* BEGIN *

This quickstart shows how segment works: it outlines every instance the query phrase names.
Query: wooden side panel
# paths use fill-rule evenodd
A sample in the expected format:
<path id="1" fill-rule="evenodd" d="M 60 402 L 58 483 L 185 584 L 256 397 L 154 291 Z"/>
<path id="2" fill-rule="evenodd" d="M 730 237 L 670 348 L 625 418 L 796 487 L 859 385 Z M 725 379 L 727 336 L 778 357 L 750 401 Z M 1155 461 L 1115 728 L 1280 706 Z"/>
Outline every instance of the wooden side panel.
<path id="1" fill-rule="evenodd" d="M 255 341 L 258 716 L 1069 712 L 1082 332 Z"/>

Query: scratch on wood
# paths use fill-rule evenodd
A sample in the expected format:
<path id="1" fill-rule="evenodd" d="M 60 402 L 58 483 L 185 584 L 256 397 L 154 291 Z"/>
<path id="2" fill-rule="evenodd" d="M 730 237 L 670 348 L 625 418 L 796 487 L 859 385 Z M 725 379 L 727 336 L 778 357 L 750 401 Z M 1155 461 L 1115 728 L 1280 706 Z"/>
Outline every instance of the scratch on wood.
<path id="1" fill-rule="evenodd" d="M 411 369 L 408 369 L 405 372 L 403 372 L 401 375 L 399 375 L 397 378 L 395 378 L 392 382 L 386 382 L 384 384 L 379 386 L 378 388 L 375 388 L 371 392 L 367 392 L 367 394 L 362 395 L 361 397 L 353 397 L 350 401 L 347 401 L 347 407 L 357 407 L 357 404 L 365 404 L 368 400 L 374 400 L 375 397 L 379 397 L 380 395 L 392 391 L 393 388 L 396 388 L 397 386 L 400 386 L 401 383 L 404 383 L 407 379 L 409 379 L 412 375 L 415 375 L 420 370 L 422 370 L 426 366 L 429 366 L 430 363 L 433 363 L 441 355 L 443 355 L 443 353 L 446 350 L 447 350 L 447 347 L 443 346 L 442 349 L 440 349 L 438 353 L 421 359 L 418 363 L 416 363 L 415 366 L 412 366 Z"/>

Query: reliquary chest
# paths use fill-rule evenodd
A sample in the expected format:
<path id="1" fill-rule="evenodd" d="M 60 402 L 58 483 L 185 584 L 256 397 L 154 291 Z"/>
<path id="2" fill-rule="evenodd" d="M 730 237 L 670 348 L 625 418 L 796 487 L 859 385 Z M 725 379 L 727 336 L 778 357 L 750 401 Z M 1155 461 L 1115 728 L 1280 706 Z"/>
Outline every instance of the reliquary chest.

* END *

## Job
Render the lines above as a JSON list of strings, with one string per line and blank lines omitted.

## Result for this task
[
  "This quickstart shows how segment works: it outlines every instance the query phrase names.",
  "Query: wooden side panel",
  "# paths use fill-rule evenodd",
  "A sample in the expected format:",
  "<path id=\"1\" fill-rule=\"evenodd\" d=\"M 60 402 L 58 483 L 185 584 L 256 397 L 154 291 Z\"/>",
  "<path id=\"2\" fill-rule=\"evenodd\" d=\"M 730 237 L 670 348 L 625 418 L 796 487 L 859 385 Z M 725 379 L 727 336 L 778 357 L 750 401 Z M 1155 461 L 1115 728 L 1280 706 Z\"/>",
  "Outline every instance of the wooden side panel.",
  "<path id=\"1\" fill-rule=\"evenodd\" d=\"M 255 341 L 258 716 L 1069 712 L 1082 332 Z\"/>",
  "Query: scratch on wood",
  "# paths use fill-rule evenodd",
  "A sample in the expected format:",
  "<path id=\"1\" fill-rule=\"evenodd\" d=\"M 60 402 L 58 483 L 185 584 L 256 397 L 154 291 Z\"/>",
  "<path id=\"2\" fill-rule=\"evenodd\" d=\"M 730 237 L 670 348 L 625 418 L 796 487 L 859 385 Z M 725 379 L 727 336 L 778 357 L 750 401 Z M 1155 461 L 1115 728 L 1280 706 Z\"/>",
  "Outline every instance of the scratch on wood.",
  "<path id=\"1\" fill-rule=\"evenodd\" d=\"M 411 369 L 408 369 L 405 372 L 403 372 L 401 375 L 399 375 L 397 378 L 395 378 L 392 382 L 386 382 L 384 384 L 379 386 L 378 388 L 375 388 L 371 392 L 367 392 L 367 394 L 362 395 L 361 397 L 353 397 L 350 401 L 347 401 L 347 407 L 357 407 L 357 404 L 365 404 L 368 400 L 374 400 L 375 397 L 379 397 L 380 395 L 392 391 L 393 388 L 396 388 L 397 386 L 400 386 L 401 383 L 404 383 L 407 379 L 409 379 L 412 375 L 415 375 L 420 370 L 422 370 L 426 366 L 429 366 L 430 363 L 433 363 L 441 355 L 443 355 L 443 353 L 446 350 L 447 350 L 447 347 L 443 346 L 442 349 L 440 349 L 438 353 L 421 359 L 418 363 L 416 363 L 415 366 L 412 366 Z\"/>",
  "Query: reliquary chest",
  "# paths use fill-rule evenodd",
  "A sample in the expected format:",
  "<path id=\"1\" fill-rule=\"evenodd\" d=\"M 60 402 L 58 483 L 185 584 L 256 397 L 154 291 Z\"/>",
  "<path id=\"2\" fill-rule=\"evenodd\" d=\"M 730 237 L 670 348 L 625 418 L 796 487 L 859 385 Z M 725 379 L 727 336 L 778 357 L 750 401 Z M 1155 461 L 1115 728 L 1280 706 Z\"/>",
  "Outline every instance of the reliquary chest."
]